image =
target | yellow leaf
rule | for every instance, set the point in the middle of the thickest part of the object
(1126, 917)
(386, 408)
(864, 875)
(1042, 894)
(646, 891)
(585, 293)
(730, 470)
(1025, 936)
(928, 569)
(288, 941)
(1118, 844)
=======
WHAT IS EXPECTED:
Write out each entry above exactly as it is written.

REPLY TO THE TASK:
image =
target | yellow leaf
rule | for every instance, set the point in the middle of the thickest part of the object
(1126, 917)
(386, 408)
(864, 875)
(1042, 894)
(646, 891)
(585, 293)
(730, 470)
(1025, 936)
(928, 569)
(288, 941)
(1118, 844)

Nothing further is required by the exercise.